TASK GOAL
Transcribe each line below without altering anything.

━━━━━ GIVEN INFORMATION ━━━━━

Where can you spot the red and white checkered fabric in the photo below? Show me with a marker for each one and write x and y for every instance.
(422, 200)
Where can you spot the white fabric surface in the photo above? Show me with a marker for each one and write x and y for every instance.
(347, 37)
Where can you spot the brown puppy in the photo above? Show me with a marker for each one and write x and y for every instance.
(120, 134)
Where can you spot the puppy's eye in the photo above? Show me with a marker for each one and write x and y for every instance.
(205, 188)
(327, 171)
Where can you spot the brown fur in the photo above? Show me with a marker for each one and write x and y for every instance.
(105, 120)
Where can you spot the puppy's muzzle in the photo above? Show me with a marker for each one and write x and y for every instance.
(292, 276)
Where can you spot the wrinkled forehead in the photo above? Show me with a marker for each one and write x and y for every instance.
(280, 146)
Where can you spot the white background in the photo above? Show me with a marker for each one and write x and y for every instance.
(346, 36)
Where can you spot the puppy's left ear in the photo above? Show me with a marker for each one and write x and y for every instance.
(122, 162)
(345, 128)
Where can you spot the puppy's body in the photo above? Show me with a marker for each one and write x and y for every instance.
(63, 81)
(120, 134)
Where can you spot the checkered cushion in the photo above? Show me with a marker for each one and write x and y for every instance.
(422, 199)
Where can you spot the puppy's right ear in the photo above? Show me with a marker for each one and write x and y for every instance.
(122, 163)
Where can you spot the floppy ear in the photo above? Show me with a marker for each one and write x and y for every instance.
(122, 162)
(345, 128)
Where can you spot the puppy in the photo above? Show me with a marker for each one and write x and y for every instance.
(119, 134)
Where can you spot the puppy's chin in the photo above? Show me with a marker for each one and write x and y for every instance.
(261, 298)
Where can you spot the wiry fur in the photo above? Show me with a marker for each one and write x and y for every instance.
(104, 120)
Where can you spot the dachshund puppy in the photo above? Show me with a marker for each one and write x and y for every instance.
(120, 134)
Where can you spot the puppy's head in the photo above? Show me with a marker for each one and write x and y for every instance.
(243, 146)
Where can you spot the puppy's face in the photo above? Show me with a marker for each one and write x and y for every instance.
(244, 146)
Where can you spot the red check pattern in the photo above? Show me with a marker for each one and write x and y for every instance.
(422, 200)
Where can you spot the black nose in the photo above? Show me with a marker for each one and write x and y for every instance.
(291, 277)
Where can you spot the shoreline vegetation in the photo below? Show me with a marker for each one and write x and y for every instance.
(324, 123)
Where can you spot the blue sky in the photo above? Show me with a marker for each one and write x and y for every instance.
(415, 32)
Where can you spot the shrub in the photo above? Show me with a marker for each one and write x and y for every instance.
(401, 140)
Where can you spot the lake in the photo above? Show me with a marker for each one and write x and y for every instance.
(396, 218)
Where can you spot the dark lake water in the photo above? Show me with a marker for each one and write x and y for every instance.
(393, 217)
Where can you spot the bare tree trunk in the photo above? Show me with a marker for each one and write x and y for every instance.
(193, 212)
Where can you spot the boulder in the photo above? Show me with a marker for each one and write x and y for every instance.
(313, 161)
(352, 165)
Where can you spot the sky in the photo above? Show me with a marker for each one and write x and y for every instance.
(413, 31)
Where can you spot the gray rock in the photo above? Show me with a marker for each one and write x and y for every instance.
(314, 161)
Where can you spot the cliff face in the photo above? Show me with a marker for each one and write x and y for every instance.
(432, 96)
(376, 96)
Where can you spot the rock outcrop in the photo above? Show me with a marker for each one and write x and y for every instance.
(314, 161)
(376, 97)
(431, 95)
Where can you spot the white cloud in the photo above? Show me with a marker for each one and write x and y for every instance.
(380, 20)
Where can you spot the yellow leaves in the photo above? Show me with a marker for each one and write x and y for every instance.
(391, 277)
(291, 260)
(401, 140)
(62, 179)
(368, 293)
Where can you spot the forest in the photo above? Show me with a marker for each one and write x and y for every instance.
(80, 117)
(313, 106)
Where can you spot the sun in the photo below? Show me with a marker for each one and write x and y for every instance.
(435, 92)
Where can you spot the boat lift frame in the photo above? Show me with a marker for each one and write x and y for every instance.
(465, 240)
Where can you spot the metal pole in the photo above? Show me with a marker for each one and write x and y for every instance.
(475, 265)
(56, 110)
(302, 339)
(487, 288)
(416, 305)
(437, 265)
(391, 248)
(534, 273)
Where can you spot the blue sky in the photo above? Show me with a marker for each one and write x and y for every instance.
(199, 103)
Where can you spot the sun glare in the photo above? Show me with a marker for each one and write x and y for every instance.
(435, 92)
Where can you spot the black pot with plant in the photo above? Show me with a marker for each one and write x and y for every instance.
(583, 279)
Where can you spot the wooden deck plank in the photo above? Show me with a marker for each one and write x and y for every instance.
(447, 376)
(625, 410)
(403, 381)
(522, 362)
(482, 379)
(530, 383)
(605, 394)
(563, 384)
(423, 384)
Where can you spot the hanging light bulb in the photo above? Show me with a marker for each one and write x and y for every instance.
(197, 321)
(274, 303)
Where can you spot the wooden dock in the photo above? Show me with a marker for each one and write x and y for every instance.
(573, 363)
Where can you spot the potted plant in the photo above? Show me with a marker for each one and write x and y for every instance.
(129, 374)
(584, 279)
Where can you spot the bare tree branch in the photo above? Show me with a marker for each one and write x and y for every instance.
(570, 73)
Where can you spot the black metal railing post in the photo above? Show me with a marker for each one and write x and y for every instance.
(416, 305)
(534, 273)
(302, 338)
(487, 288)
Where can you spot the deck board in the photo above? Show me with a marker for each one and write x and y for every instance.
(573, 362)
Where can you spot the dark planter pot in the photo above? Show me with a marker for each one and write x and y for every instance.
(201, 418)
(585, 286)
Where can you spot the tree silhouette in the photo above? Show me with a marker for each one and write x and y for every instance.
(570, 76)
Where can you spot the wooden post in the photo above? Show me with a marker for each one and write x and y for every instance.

━━━━━

ANSWER
Where can you spot the red and white checkered fabric in the photo below? Show me with a marker for each one and write x and y for every instance.
(422, 200)
Where can you spot the white fabric surface in the photo above? Show me with a marker for each one and write x and y for every instance.
(347, 37)
Where can you spot the brown puppy in the photo above? Show me with a marker for each one and write x and y for every instance.
(120, 134)
Where can you spot the puppy's eye in the photo above? Show me with a marker for each one and write x and y for every instance.
(205, 188)
(327, 171)
Where can you spot the brown fur in the photo above? Show me with a marker for each one and write x and y for every instance.
(105, 120)
Where can you spot the puppy's muzzle in the photo above? Show me with a marker for each one and write x and y for every instance.
(292, 276)
Where can you spot the wrinkled forehead in the photo above? Show me with a marker for each one and write x and y for every instance.
(280, 146)
Where can you spot the white background in the photo above? Show me with a marker for each one and write x and y for every instance.
(346, 36)
Where can you spot the puppy's left ear in the photo above? Show me with a marker for each one and write x and y for every instance.
(122, 162)
(345, 128)
Where can you spot the puppy's body in the photo above? Show me with a marker for each one and write x and y for every instance.
(63, 81)
(120, 134)
Where can you spot the checkered cushion in the photo above? Show me with a marker for each one and write x and y for every instance.
(422, 199)
Where can you spot the puppy's right ear in the photo above? Show me with a marker for each one and write x and y for every instance.
(122, 163)
Where can you spot the floppy ear in the photo above? Show me with a marker for each one and write x and y for every instance.
(122, 162)
(345, 128)
Where can you spot the puppy in the photo above? Show me with a marker for each one and write x and y for every instance.
(119, 134)
Where can you spot the puppy's chin in the photo above? Show me with a marker for each one and write x and y for every instance.
(261, 298)
Where can you spot the wiry fur in the photo above? Show me with a marker for each one and write x and y for every instance.
(104, 120)
Where can you spot the dachshund puppy in the photo above? Show me with a marker for each one and write x and y for every instance.
(120, 134)
Where can you spot the puppy's head in the photo above? Show me with a marker for each one and write x and y for every instance.
(243, 146)
Where can you spot the puppy's face in the photo above? Show me with a marker for each one and write x and y for every instance.
(244, 146)
Where can you spot the red check pattern in the photo above? Show me with a marker for each one and write x and y for every instance.
(422, 200)
Where can you spot the black nose in the photo above? Show me with a marker for each one and write x and y for every instance.
(291, 277)
Where can you spot the shoreline vegetation in the photo below? Show me with a marker for each one and write x and y for every instance.
(324, 123)
Where can you spot the blue sky in the photo above? Show me with a marker for each one and write x and y for every instance.
(415, 32)
Where can you spot the shrub in the photo above? Show me with a marker for each one and write x and y for every instance.
(401, 140)
Where can you spot the lake in the photo above? Show me with a marker for each one and write x and y for every instance.
(396, 218)
Where can you spot the dark lake water in the photo above? Show me with a marker for each one and write x and y for every instance.
(393, 217)
Where can you spot the bare tree trunk in the photo above? Show me with a marker for each one and write x and y for every instance.
(193, 212)
Where can you spot the boulder in the photo above? Show me with a marker for each one and write x and y for every instance.
(313, 161)
(352, 165)
Where can you spot the sky in the photo above? Show me with a marker for each one and write x and y for every instance.
(413, 31)
Where can you spot the gray rock in the photo above? Show me with a marker for each one and write x and y for every instance.
(314, 161)
Where can you spot the cliff face in the photo above? Show me with a marker for each one and write x and y for every instance.
(432, 96)
(376, 96)
Where can you spot the rock outcrop in the photo above? Show me with a marker for each one and write x and y for every instance.
(314, 161)
(376, 97)
(431, 95)
Where can you spot the white cloud in the photo above? Show me with a marker for each one and write x and y for every instance.
(380, 20)
Where can you spot the yellow leaves in the photo above? Show me with a marker for each one and write x and y for every instance.
(391, 277)
(291, 260)
(401, 140)
(62, 179)
(368, 293)
Where can you spot the forest in the photo above? Show me with a marker for each one and write x and y for every instance.
(80, 117)
(313, 106)
Where can you spot the sun in the photo below? Show me with a marker for each one and write x and y for every instance.
(435, 92)
Where can you spot the boat lift frame in the photo above? Show me with a marker for each one and write x and y for every instance.
(465, 240)
Where can you spot the metal pole in the photo above? Show me with a marker for each one and write x and y for every instance.
(475, 265)
(56, 110)
(302, 339)
(487, 288)
(416, 305)
(437, 265)
(391, 248)
(534, 273)
Where can you spot the blue sky in the photo above? Show me with a marker for each one and write x and y for every instance.
(199, 103)
Where can you spot the sun glare in the photo above? Show me with a marker for each one and write x and y for every instance.
(435, 92)
Where can you spot the black pot with plant in the photo above? Show me with a marker for each one and write x and y for every instance.
(583, 279)
Where can you spot the wooden deck plank in the photo above? Show me with a marker for each one and write x and y for every instance.
(447, 376)
(625, 410)
(403, 381)
(522, 362)
(482, 379)
(530, 383)
(605, 394)
(563, 384)
(423, 384)
Where can you spot the hanging light bulb in the photo above? Show me with a marker for each one and write x and y for every instance.
(197, 321)
(274, 303)
Where can you spot the wooden dock in the photo above? Show me with a marker for each one and write x and y for every instance.
(573, 363)
Where can you spot the potted plant in the photo above? Show me with a marker for each one and write x and y for every instance.
(129, 374)
(584, 279)
Where can you spot the bare tree branch in the photo above? Show me with a marker for each one and write x and y for every instance.
(570, 73)
Where can you spot the black metal railing post in the photo above? Show me with a marker for each one and write x and y for every instance.
(416, 305)
(534, 273)
(302, 338)
(487, 288)
Where can you spot the deck board in the photo above? Show me with a marker for each one and write x and y for every instance.
(573, 362)
Where can you spot the dark planter pot in the photo above? Show me with a marker for each one and write x and y for every instance.
(201, 418)
(585, 286)
Where can you spot the tree silhouette in the photo above? Show me with a marker for each one and write x and y for every instance.
(570, 76)
Where can you spot the wooden post in the photo above? Show me with a marker for each one and write x and y for every instance.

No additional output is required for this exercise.